* _WHAT THE TASK ASKS_
Set down, word for word, the part of the passage on Sandao below that opens with the words containing "They described Sandao" and closes with "the Three Islands.".

* _TEXT SECTION_
_____

Sāndǎo (Sam-tó (Three Islands, 三嶋, Sāndǎo)), also known as Sanyu (Sam-sū (Three Islets, 三嶼, Sānyǔ)) and Sanshu (Sam-chiu (Three Islets, 三洲, Sānzhōu)), were a collection of a prehispanic Philippine polities recorded in Chinese annals as a nation occupying the islands of Ka-mâ-iân (加麻延, Jiāmáyán) (present-day Calamian), Pa-ló-iú (巴姥酉, Bālǎoyǒu) (present-day Palawan), and Pô͘-lí-hoàn (蒲裏喚, Púlǐhuàn) (possibly Pulilan, near present-day Manila). In the Chinese Gazetteer the Zhūfān zhì 諸蕃志 (1225), they were described as tributary states of the more powerful nation of Ma-i (}) centered in nearby Mindoro.

They described Sandao as thus:

The Three Islands are tributary states of Mayi (Mindoro or Bay). They are called Jiamayan (Calamian), Balaoyou (Palawan), and Bajinong (possibly Busuanga). Each has its own peoples living scattered among the islands. When merchant ships arrive, they come out to trade. They are collectively called the Three Islands.

Their customs are essentially the same as those of Mayi. Each settlement includes about a thousand families. The terrain is very mountainous, with range after range of steep cliffs like walls. The local people live on high and inaccessible ground for safety, building houses out of rushes. There is no water in the mountains, so the women balance two or three stacked pitchers on their heads to get water from the rivers. When they go back up into the mountains [with their jugs filled], they walk as surely as if on level ground.

In the remote valleys of these islands, there live another kind of people called the Haidan (Aeta). They are small in stature, with round yellow eyes, curly hair, and prominent teeth. They live in nests in the treetops. Sometimes they form bands of three to five and wait in ambush in the undergrowth to shoot arrows at people passing through. Many people have been thus killed by them. But if one throws a porcelain bowl at them, they will stoop down, pick it up, and run away, leaping and shouting with joy.

Whenever foreign merchants arrive at a settlement, they dare not go ashore immediately. Instead, they weigh anchor in mid-stream and beat drums to attract the locals. Local merchants than race to the ship in small canoes, bringing with them kapok, beeswax, native cloth, and coir matting to trade with the foreign merchants.

_____

* _AVAILABLE DATA_

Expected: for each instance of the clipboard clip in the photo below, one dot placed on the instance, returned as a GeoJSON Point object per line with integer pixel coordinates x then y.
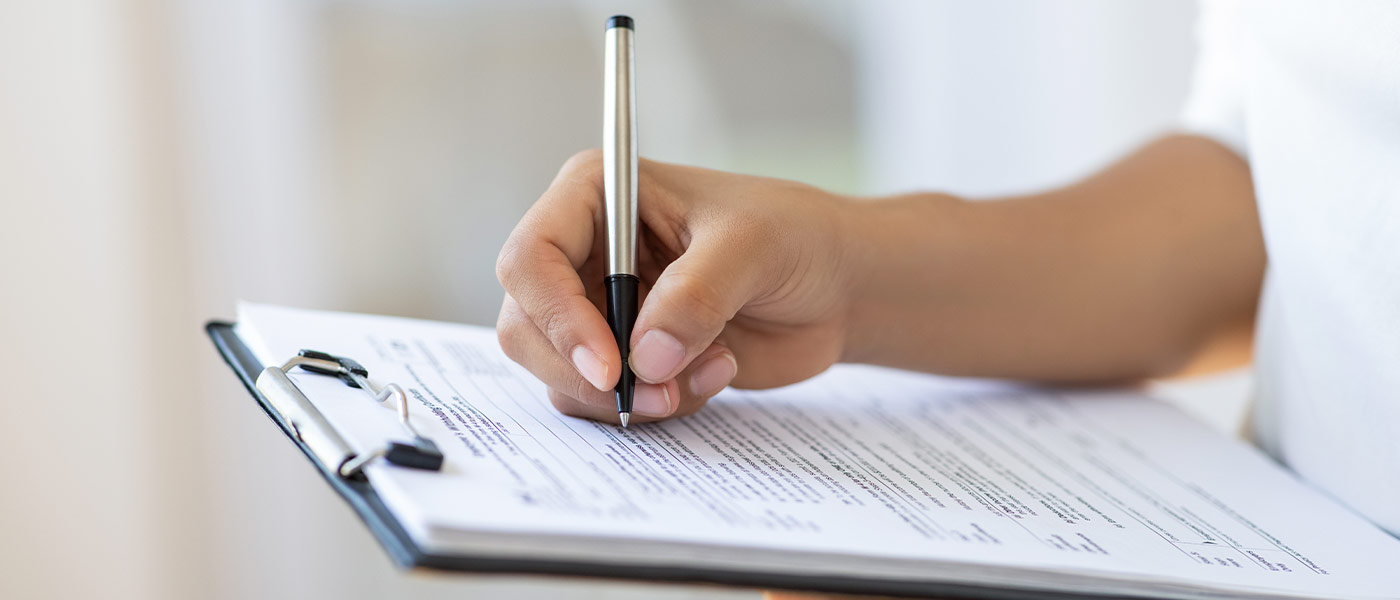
{"type": "Point", "coordinates": [310, 425]}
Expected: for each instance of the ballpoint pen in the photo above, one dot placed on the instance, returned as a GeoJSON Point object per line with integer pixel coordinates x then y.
{"type": "Point", "coordinates": [620, 197]}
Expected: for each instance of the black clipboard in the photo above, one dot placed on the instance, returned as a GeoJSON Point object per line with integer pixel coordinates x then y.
{"type": "Point", "coordinates": [359, 493]}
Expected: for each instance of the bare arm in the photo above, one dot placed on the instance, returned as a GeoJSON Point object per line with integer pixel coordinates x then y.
{"type": "Point", "coordinates": [759, 283]}
{"type": "Point", "coordinates": [1122, 276]}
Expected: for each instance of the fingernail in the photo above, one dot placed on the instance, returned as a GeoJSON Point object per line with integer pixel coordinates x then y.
{"type": "Point", "coordinates": [590, 365]}
{"type": "Point", "coordinates": [651, 400]}
{"type": "Point", "coordinates": [711, 376]}
{"type": "Point", "coordinates": [657, 357]}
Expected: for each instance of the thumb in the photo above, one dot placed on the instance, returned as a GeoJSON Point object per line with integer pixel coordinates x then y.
{"type": "Point", "coordinates": [689, 305]}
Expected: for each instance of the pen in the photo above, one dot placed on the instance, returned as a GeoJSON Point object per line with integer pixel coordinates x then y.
{"type": "Point", "coordinates": [620, 197]}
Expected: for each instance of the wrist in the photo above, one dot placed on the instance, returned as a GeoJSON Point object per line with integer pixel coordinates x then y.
{"type": "Point", "coordinates": [900, 255]}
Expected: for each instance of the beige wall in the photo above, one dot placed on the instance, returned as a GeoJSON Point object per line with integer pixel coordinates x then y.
{"type": "Point", "coordinates": [161, 160]}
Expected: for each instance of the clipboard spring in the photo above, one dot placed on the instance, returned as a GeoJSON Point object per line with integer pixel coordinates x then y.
{"type": "Point", "coordinates": [310, 425]}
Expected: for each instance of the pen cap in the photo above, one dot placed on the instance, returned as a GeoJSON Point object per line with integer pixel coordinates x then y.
{"type": "Point", "coordinates": [619, 147]}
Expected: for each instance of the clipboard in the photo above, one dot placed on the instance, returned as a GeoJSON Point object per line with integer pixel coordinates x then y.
{"type": "Point", "coordinates": [360, 494]}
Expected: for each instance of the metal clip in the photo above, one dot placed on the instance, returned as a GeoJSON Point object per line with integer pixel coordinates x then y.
{"type": "Point", "coordinates": [311, 427]}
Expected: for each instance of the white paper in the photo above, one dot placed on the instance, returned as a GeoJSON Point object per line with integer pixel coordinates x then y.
{"type": "Point", "coordinates": [861, 472]}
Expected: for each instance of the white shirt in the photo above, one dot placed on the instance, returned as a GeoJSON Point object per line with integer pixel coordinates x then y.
{"type": "Point", "coordinates": [1309, 93]}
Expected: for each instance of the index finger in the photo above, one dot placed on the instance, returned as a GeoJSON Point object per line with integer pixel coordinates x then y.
{"type": "Point", "coordinates": [539, 269]}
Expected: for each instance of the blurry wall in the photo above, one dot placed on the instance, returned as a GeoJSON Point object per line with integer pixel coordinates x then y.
{"type": "Point", "coordinates": [161, 160]}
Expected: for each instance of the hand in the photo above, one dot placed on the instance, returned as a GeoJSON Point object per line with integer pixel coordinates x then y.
{"type": "Point", "coordinates": [744, 283]}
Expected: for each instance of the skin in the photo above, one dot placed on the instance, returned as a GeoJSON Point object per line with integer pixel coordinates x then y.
{"type": "Point", "coordinates": [760, 283]}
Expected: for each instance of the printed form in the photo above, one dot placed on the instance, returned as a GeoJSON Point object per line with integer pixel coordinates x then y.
{"type": "Point", "coordinates": [863, 469]}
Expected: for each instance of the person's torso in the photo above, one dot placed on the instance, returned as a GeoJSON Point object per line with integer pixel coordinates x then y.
{"type": "Point", "coordinates": [1322, 127]}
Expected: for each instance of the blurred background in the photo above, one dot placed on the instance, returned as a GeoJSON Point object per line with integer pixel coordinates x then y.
{"type": "Point", "coordinates": [161, 160]}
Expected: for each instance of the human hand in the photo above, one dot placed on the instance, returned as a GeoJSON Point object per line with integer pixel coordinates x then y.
{"type": "Point", "coordinates": [744, 280]}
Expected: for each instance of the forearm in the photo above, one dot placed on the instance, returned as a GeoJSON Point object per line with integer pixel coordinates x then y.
{"type": "Point", "coordinates": [1120, 276]}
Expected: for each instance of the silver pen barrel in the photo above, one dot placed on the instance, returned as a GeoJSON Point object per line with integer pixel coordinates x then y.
{"type": "Point", "coordinates": [620, 148]}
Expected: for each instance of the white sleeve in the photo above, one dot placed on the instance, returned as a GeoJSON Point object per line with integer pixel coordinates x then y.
{"type": "Point", "coordinates": [1215, 105]}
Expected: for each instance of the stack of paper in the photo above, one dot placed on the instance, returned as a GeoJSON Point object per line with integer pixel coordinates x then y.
{"type": "Point", "coordinates": [861, 473]}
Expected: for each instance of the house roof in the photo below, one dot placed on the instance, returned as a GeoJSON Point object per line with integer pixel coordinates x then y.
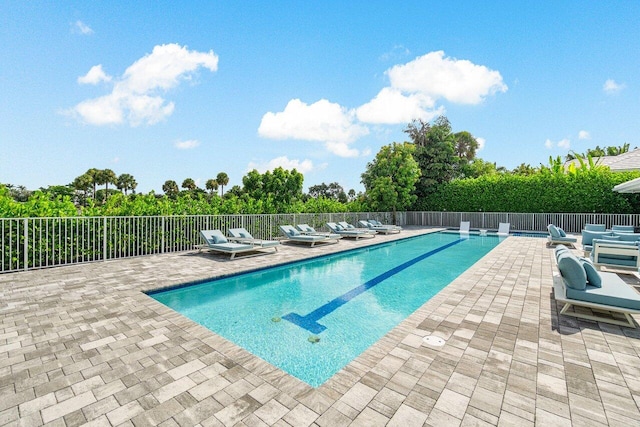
{"type": "Point", "coordinates": [625, 162]}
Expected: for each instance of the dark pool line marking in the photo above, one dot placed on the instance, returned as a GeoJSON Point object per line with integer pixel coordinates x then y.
{"type": "Point", "coordinates": [310, 321]}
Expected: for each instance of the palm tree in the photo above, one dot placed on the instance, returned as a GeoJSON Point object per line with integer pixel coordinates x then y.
{"type": "Point", "coordinates": [222, 179]}
{"type": "Point", "coordinates": [126, 182]}
{"type": "Point", "coordinates": [170, 188]}
{"type": "Point", "coordinates": [189, 184]}
{"type": "Point", "coordinates": [106, 177]}
{"type": "Point", "coordinates": [211, 185]}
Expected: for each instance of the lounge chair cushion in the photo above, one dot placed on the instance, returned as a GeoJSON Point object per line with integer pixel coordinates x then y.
{"type": "Point", "coordinates": [623, 228]}
{"type": "Point", "coordinates": [614, 292]}
{"type": "Point", "coordinates": [595, 227]}
{"type": "Point", "coordinates": [593, 276]}
{"type": "Point", "coordinates": [572, 271]}
{"type": "Point", "coordinates": [627, 237]}
{"type": "Point", "coordinates": [217, 239]}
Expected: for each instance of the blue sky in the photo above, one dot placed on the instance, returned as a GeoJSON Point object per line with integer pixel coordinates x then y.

_____

* _REPLY_
They described Sandao as thus:

The Three Islands are tributary states of Mayi (Mindoro or Bay). They are called Jiamayan (Calamian), Balaoyou (Palawan), and Bajinong (possibly Busuanga). Each has its own peoples living scattered among the islands. When merchant ships arrive, they come out to trade. They are collectively called the Three Islands.